Recorded data:
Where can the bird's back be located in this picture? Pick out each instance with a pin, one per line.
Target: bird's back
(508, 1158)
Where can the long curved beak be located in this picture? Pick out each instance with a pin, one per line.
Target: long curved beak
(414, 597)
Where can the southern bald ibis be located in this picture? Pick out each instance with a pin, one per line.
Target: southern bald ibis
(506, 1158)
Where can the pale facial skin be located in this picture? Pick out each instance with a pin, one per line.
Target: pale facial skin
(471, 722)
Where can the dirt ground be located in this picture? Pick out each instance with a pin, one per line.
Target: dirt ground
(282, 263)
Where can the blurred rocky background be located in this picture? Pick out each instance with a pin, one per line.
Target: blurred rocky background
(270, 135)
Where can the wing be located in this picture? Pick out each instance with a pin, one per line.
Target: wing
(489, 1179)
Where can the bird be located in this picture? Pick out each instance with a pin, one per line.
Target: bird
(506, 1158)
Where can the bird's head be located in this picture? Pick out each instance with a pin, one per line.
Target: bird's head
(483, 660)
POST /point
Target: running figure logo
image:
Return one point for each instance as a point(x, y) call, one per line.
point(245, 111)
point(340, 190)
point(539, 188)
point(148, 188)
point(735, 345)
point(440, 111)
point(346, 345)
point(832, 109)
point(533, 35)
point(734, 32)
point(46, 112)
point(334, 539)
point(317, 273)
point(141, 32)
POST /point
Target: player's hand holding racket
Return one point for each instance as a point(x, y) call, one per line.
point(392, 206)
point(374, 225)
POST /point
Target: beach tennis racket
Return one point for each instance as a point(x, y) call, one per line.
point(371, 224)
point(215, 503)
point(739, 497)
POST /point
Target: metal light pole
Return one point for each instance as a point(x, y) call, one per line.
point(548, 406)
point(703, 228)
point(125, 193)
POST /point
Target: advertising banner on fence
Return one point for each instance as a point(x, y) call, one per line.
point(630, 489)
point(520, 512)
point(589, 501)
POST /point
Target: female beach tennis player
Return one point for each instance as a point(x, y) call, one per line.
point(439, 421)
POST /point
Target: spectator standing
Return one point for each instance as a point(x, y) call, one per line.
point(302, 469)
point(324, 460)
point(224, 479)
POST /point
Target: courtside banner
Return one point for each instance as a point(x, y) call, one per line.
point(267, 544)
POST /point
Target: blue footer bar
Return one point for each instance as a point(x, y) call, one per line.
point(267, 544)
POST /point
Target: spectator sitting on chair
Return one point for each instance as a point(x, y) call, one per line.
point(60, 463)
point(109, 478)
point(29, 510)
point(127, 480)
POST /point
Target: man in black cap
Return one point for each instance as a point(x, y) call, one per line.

-- REQUIREMENT --
Resize the point coordinates in the answers by multiplying each by 0.65 and rounding to whole numbers, with halves rounded up, and write out the lines again in full, requests included. Begin at the line that has "Where can the long" and stop after the line that has "point(739, 497)".

-- FULL RESPONSE --
Where can the long curved beak be located in this picture? Pick out each instance with a pin, one per line.
Target: long curved beak
(269, 388)
Where can the southern bald ibis be located in this picture? Pick out each instance with a pin, one per line.
Target: southern bald ibis
(329, 753)
Where can the pale facial skin be located in this picture? Pick out each instance with a pin, one per line.
Target: pale facial skin
(306, 469)
Where can the dirt ground be located in this picture? Pick out each instance with a pin, one per line.
Target: dirt ground
(183, 171)
Where can the blurred rocky background be located in this picture? Pick out each instance with a pin, one per line.
Target: blurred rocky background
(176, 88)
Where can the wing be located in this picture? Pick out each instance with a pin, one per line.
Target: wing
(318, 766)
Where can the bird be located in this picture? Pick out each instance with a pin, one per line.
Target: bird
(329, 753)
Where can the bird's head be located in this picture? Pick out each instance with a pin, one per line.
Target: bird's head
(314, 429)
POST /point
Target: running figure logo
image:
Return one point for each instance as a point(x, y) call, one per line.
point(159, 72)
point(221, 124)
point(350, 122)
point(96, 122)
point(478, 224)
point(286, 72)
point(225, 224)
point(541, 71)
point(346, 23)
point(477, 21)
point(30, 73)
point(217, 350)
point(206, 177)
point(92, 21)
POST /point
Target: player's hand holding racket
Return one point for each instance as a point(x, y) call, one per line.
point(255, 134)
point(243, 146)
POST /point
Target: beach tennis racket
Return one point for each instance as a point(x, y) call, one per line.
point(241, 146)
point(140, 327)
point(480, 323)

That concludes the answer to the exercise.